#### LIST OF TASKS:
#1 Summarize the article on UK retailers in three sentences.
#2 Reproduce the article on UK retailers word for word, starting at "DFS said that" and ending at "at clearance prices.".

#### PASSAGE TO READ:
UK retailers signal more gloom as Asos, DFS and Dunelm deliver disappointing trading reports
Sofa sales were down at DFS largely due to the hot weather, the company said
Online retailer Asos said on Thursday that it expects sales for 2018 to fall at the lower end of a predicted growth range of 25-30 per cent. Asos shares fell 11 per cent in early trading.
“This does not mean Asos has suddenly become a bad or disappointing company,” said Russ Mould, AJ Bell investment director. Instead, he said, it indicates how much emphasis Asos investors place on future earnings estimates.
DFS’s stock dropped 10 per cent at one stage in early trading, after the company revealed it expects to report earnings for the full financial year below the figure recorded for last year.
DFS said in a trading update for the second half that this was due to “significantly lower than expected order intake” because of the “exceptionally hot weather” throughout the fourth quarter, which also affected key trading weekends.
The company also said it had “experienced disruption outside of our control to ships bringing made-to-order products from the Far East”.
Investors appeared to ignore advice from analysts at Peel Hunt, who said: “Don’t panic – the weather, England’s World Cup run and issues at Felixstowe have combined to create a difficult set of trading conditions for home/big ticket retailers, and DFS is not immune.
“If DFS has a cold, we’d imagine that the competition are in retail hospital. DFS is in an enviable, market-leading position, tapping into a wide demographic and addressing the online issue as well.”
DFS said that it expects the retail market to remain challenging for the next year “given ongoing reduced consumer confidence levels”, but added that there should be some alleviation of current short-term demand constraints.
Dunelm reported flat like-for-like revenues in the 13 weeks to 30 June, with sales in shops falling 4.6 per cent in the same period due to “disappointing” footfall.
The firm has set aside a further £3m to provide for losses based on sales of products at clearance prices.
Shares in the company fell 1.5 per cent and are currently hovering at a five-year low.
Nick Wilkinson, Dunelm’s chief executive, said: “I firmly believe that our homewares authority, combined with our increasing ability to adapt to evolving consumer trends, means that there is very significant potential for growth of the Dunelm brand.”

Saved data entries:
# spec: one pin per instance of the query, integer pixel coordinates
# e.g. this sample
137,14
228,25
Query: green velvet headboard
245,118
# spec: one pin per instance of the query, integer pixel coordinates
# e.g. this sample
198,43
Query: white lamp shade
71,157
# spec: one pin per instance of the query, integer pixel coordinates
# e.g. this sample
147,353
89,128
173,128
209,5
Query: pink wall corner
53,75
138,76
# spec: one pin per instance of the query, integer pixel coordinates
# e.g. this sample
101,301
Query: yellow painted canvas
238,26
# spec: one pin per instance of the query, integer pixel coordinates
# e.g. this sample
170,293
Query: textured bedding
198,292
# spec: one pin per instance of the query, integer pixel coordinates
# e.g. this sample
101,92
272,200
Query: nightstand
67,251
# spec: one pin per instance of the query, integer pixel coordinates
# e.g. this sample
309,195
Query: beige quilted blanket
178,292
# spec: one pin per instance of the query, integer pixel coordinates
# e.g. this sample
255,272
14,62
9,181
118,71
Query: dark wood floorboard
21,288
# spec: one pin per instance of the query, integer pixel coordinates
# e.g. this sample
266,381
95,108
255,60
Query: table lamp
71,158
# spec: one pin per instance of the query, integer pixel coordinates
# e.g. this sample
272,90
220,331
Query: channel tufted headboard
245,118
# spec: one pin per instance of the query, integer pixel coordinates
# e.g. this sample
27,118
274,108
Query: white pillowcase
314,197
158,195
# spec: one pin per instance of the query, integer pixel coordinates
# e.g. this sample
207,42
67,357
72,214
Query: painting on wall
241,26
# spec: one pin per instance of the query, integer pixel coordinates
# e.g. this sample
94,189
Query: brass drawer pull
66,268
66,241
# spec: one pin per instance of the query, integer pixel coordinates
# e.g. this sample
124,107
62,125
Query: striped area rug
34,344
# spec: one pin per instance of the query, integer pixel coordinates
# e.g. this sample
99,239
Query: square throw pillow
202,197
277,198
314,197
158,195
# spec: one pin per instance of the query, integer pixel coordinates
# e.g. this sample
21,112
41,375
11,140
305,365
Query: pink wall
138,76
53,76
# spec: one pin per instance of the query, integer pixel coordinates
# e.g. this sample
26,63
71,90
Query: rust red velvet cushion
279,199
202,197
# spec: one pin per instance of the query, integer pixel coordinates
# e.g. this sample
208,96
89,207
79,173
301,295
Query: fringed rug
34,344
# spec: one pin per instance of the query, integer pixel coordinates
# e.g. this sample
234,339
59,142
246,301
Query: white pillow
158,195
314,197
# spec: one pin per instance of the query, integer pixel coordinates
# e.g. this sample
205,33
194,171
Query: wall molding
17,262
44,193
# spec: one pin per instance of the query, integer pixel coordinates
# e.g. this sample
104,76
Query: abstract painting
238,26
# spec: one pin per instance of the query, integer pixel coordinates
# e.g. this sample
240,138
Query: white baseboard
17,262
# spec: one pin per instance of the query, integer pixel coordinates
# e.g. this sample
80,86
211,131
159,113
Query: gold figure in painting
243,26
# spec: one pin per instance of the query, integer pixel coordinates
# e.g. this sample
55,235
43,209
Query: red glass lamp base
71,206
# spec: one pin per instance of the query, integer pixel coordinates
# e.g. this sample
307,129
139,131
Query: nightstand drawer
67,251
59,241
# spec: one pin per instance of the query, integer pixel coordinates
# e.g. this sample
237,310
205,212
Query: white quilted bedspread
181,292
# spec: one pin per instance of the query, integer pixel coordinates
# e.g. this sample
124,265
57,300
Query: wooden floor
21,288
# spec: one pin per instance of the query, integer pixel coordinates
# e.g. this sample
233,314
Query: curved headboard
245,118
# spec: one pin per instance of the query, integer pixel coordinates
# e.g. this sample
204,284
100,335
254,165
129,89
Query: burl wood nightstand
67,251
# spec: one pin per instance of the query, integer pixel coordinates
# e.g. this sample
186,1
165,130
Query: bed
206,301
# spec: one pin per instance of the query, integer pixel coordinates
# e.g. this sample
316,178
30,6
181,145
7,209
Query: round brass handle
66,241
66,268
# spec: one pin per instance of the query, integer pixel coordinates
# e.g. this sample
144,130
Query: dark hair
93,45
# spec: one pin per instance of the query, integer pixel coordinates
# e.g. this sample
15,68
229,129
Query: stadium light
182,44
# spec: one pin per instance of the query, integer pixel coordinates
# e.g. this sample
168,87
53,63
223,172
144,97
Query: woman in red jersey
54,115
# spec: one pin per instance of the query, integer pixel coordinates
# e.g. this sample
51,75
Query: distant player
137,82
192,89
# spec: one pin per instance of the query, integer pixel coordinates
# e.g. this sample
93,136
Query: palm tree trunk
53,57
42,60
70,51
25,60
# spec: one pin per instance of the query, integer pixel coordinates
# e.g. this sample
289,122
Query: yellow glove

#### PER-TASK OUTPUTS:
#1 Asos expects its 2018 sales to come in at the lower end of a predicted growth range of 25-30 per cent, and its shares fell 11 per cent in early trading. DFS expects full-year earnings below last year's figure, citing significantly lower than expected order intake during exceptionally hot weather and disruption to ships bringing made-to-order products from the Far East. Dunelm reported flat like-for-like revenues in the 13 weeks to 30 June, with shop sales down 4.6 per cent, and its shares are hovering at a five-year low.

#2
DFS said that it expects the retail market to remain challenging for the next year “given ongoing reduced consumer confidence levels”, but added that there should be some alleviation of current short-term demand constraints.
Dunelm reported flat like-for-like revenues in the 13 weeks to 30 June, with sales in shops falling 4.6 per cent in the same period due to “disappointing” footfall.
The firm has set aside a further £3m to provide for losses based on sales of products at clearance prices.